### Excerpt to read
╔══

Denise, is it possible to build a platform that, you know, is not in the shallow water and have it stable enough for wind platforms?
Ms. BODE: Well, I think one of the technologies that's been proven is being able to put platforms that are stable in various depths of water. One of the things that they're doing and have proven in the European Union, where they have a significant amount of wind offshore, is that although it is easier and less expensive to put it onshore - or not onshore but in shallower waters - you can go into a bit deeper, a bit deeper waters.
One of the things that they're doing in conjunction with the oil and gas industry is they are turning away from building drilling platforms to basically helping to supply platforms for wind turbines, and of course they have extraordinary technology in terms (technical difficulties) in deep water, although I wouldn't want to necessarily depend upon all of them in terms of controlling their oil shutoff right now, but...
(Soundbite of laughter)
Ms. BODE: ...but in terms of actually physically building the platform, I think they're doing pretty good.
FLATOW: And I want to bring on another guest, because as you can see from some of our phone calls, not everyone thinks that a wind farm, especially in Nantucket, is a good idea. And joining me now to talk more about the opposition to Cape Wind's plan is Audra Parker. She's president and CEO of the Alliance to Protect Nantucket Sound in Hyannis, Massachusetts. Thanks for being with us today, Audra.
Ms. AUDRA PARKER (CEO and President, Alliance to Protect Nantucket Sound): Good afternoon. Thanks for having me.
FLATOW: Tell me, your group represents whom?

╚══

### Written exercise 1
Revise the offshore wind conversation, starting with "(Soundbite of laughter)" and going on through "us today, Audra.", and put "wind project" in place of "wind farm".
### Written exercise 2
Carry the offshore wind conversation forward from its last line.

### Data entries
╔══

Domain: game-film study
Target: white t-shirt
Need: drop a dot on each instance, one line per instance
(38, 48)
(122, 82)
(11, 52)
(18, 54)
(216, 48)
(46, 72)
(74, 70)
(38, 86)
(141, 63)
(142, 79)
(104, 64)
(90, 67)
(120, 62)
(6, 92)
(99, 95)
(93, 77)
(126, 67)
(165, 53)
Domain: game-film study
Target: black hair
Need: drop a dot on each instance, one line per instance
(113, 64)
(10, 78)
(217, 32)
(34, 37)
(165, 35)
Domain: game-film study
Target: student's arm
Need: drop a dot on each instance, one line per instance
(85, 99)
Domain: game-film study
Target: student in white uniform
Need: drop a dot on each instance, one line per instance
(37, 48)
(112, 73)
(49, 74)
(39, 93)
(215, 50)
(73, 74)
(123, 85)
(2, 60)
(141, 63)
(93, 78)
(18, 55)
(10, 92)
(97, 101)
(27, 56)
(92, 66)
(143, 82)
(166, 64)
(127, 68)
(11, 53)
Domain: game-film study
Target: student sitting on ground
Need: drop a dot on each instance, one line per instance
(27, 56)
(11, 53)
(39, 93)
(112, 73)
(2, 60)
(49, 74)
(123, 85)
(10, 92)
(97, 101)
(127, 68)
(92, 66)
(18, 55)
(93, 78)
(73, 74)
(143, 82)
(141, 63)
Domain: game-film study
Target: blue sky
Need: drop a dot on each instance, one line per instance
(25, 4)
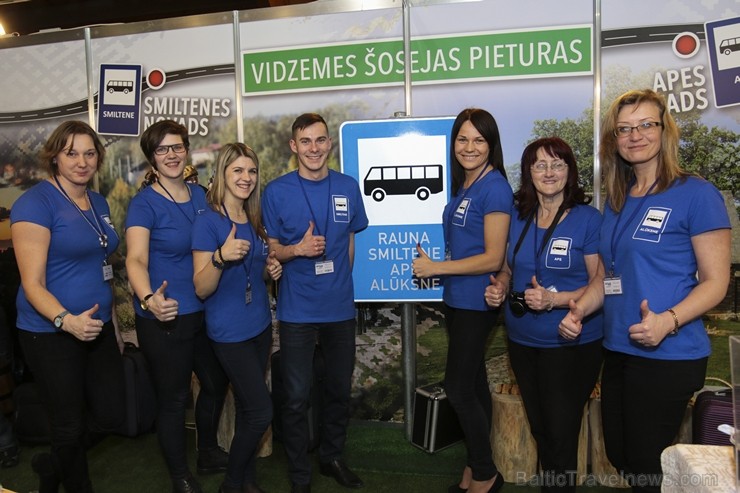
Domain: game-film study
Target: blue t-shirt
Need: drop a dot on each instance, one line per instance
(229, 318)
(654, 257)
(463, 219)
(170, 228)
(335, 206)
(74, 262)
(561, 267)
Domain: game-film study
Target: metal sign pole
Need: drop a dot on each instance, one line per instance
(408, 354)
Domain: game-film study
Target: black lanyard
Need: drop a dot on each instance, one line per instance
(451, 213)
(250, 254)
(97, 227)
(190, 195)
(310, 209)
(548, 234)
(618, 236)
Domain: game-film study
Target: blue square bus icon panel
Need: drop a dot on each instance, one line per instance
(119, 96)
(723, 46)
(402, 167)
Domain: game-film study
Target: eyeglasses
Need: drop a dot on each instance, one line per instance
(555, 166)
(162, 150)
(643, 128)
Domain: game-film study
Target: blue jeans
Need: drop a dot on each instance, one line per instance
(297, 345)
(76, 379)
(245, 364)
(466, 384)
(174, 350)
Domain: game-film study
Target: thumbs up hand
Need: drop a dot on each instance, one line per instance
(652, 328)
(165, 309)
(233, 248)
(422, 266)
(83, 326)
(537, 297)
(572, 324)
(495, 293)
(273, 266)
(311, 245)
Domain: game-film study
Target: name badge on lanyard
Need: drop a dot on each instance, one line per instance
(612, 285)
(107, 271)
(324, 267)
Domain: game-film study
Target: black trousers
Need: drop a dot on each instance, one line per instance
(466, 384)
(77, 379)
(246, 363)
(174, 350)
(643, 402)
(555, 384)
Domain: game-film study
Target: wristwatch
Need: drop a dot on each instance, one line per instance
(145, 302)
(59, 319)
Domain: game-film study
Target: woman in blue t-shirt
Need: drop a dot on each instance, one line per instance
(665, 246)
(169, 315)
(63, 237)
(476, 222)
(231, 264)
(552, 256)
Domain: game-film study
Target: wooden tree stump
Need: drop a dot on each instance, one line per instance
(514, 448)
(603, 471)
(226, 424)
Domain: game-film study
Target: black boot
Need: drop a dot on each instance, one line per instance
(188, 484)
(43, 465)
(212, 460)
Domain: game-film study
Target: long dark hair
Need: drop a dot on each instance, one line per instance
(525, 199)
(616, 171)
(484, 122)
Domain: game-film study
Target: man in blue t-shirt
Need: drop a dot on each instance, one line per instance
(311, 216)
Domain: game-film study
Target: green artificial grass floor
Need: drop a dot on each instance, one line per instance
(378, 452)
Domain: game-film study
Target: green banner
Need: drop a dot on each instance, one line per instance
(564, 51)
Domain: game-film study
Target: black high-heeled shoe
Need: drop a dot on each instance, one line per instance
(498, 483)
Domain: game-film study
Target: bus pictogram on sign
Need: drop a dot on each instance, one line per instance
(419, 180)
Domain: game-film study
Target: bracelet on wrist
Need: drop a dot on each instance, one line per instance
(218, 265)
(675, 322)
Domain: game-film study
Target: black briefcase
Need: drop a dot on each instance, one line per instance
(435, 423)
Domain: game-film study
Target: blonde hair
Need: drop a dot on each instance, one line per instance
(617, 172)
(216, 193)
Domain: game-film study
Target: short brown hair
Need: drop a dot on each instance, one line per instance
(156, 133)
(57, 142)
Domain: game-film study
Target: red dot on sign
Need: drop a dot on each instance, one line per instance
(156, 78)
(686, 45)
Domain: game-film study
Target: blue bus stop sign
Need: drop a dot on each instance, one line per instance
(402, 166)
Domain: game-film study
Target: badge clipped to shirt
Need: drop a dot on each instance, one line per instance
(612, 285)
(324, 267)
(107, 272)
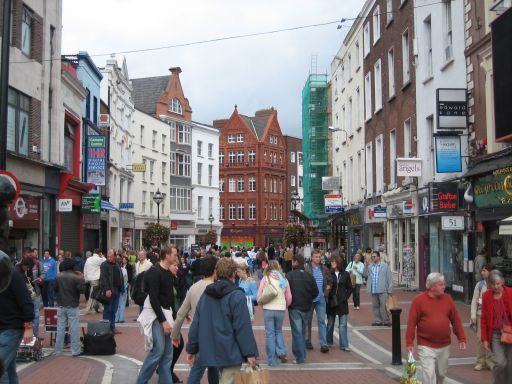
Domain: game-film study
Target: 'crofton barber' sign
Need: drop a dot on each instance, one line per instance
(408, 167)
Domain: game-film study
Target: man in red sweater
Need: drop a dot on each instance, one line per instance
(430, 316)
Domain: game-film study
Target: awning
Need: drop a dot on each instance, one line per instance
(107, 206)
(505, 226)
(489, 165)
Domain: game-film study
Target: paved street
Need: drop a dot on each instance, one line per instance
(369, 361)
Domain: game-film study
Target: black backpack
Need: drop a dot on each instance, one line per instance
(137, 293)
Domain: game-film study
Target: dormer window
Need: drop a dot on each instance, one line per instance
(175, 106)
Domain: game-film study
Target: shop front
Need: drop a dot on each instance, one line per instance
(402, 230)
(493, 204)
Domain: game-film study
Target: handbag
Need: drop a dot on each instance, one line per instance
(251, 375)
(268, 294)
(100, 294)
(506, 334)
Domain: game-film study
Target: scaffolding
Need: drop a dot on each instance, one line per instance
(315, 139)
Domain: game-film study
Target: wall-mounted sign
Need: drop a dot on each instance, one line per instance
(96, 159)
(333, 203)
(330, 183)
(448, 156)
(495, 189)
(65, 205)
(91, 203)
(452, 106)
(138, 167)
(444, 197)
(452, 223)
(408, 167)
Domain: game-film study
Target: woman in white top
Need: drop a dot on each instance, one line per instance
(273, 313)
(483, 357)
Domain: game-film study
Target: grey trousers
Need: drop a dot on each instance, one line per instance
(380, 315)
(502, 357)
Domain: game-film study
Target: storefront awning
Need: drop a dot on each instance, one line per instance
(107, 206)
(505, 226)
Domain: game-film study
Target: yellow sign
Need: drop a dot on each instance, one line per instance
(138, 167)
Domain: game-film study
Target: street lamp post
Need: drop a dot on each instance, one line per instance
(158, 198)
(210, 219)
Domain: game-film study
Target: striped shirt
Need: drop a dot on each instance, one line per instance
(319, 278)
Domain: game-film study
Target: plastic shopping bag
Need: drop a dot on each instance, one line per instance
(409, 374)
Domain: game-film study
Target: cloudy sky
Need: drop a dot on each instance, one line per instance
(253, 72)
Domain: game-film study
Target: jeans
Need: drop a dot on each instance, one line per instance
(68, 317)
(298, 321)
(159, 358)
(319, 308)
(274, 341)
(110, 309)
(357, 295)
(380, 314)
(48, 294)
(343, 332)
(37, 306)
(196, 373)
(121, 307)
(9, 342)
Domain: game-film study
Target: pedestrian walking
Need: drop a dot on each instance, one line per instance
(380, 285)
(304, 290)
(156, 318)
(337, 304)
(496, 314)
(323, 281)
(221, 333)
(68, 287)
(430, 316)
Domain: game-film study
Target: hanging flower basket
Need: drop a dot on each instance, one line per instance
(156, 234)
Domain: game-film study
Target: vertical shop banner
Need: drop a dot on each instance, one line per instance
(96, 159)
(448, 156)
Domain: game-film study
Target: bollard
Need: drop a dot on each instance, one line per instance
(395, 336)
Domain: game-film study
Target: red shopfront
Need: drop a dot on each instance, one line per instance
(25, 214)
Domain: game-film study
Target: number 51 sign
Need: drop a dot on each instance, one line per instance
(452, 223)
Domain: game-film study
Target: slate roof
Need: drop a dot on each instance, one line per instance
(257, 124)
(146, 92)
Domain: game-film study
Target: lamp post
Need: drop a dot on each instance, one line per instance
(211, 219)
(158, 198)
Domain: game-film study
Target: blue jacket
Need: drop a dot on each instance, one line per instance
(221, 331)
(49, 267)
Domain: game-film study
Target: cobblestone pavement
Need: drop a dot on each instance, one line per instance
(369, 361)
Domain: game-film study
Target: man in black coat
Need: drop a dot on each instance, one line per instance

╚══

### Output 1
(Soundbite of laughter)
Ms. BODE: ...but in terms of actually physically building the platform, I think they're doing pretty good.
FLATOW: And I want to bring on another guest, because as you can see from some of our phone calls, not everyone thinks that a wind project, especially in Nantucket, is a good idea. And joining me now to talk more about the opposition to Cape Wind's plan is Audra Parker. She's president and CEO of the Alliance to Protect Nantucket Sound in Hyannis, Massachusetts. Thanks for being with us today, Audra.

### Output 2
Ms. PARKER: Our group represents about 30,000 Cape and Islands residents, as well as the group of stakeholders that oppose Cape Wind in its current location; which is ferry operators, chambers of commerce, airports, tribal members, resident, fishermen, pretty much every group that would earn their livelihoods or appreciates the value and the rich history of Nantucket Sound.
FLATOW: So you're saying that the fight is not over yet, and most of these people of your group believe that they're going to continue, and this is a poor decision?
Ms. PARKER: That's exactly right. The fight is far from over and will ultimately be settled in the courts, based on facts and not on politics. You know, this is not an issue of opposing renewable energy. Everybody supports that. It's an issue of location. It's an issue of needlessly sacrificing one of the most unique and treasured environmental and historical resources in the United States. And that's just a tragedy when there's a better alternative site with far fewer downsides.
Cape Wind, as Jim explained, chose their site purely on technical reasons with profit motives in mind, with no regard to the Native American tribes, no regard for the opposition in the local Cape and Islands community, and no regard for the rate payers throughout Massachusetts that will have to pay for the high costs of this project, which Cape Wind continues to refuse to disclose.
FLATOW: This is SCIENCE FRIDAY from NPR.
I'm Ira Flatow, talking now with Audra Parker. Audra, where would you put it?
Ms. PARKER: Well, for example, in the federal review of Cape Wind, they were required to consider alternative locations. And one of the alternatives that has stronger winds and minimizes many of the conflicts posed by Cape Wind is a location called south of Tuckernuck Island, just about 10 miles, edge to edge, southwest of Cape Wind's preferred site. And as I said, it minimizes or eliminates many of those conflicts and really presents a win-win situation which Cape Wind has refused.
FLATOW: Hmm. How does - is your organization going to file a lawsuit?
Ms. PARKER: Definitely. We've already filed notices of intent to sue. In fact, there are 10 parties, in total, that have already filed notices of intent to sue under various violations of law. And I think people in the Cape and Islands, stakeholders, are incensed and we will see multiple parties filing lawsuits until it is settled based on fact and not on the politics of the situation.
FLATOW: All right. Thank you very much for taking time to be with us today.
Ms. PARKER: Thank you.
FLATOW: Audra Parker, president and CEO of the Alliance to Protect Nantucket Sound in Hyannis, Massachusetts.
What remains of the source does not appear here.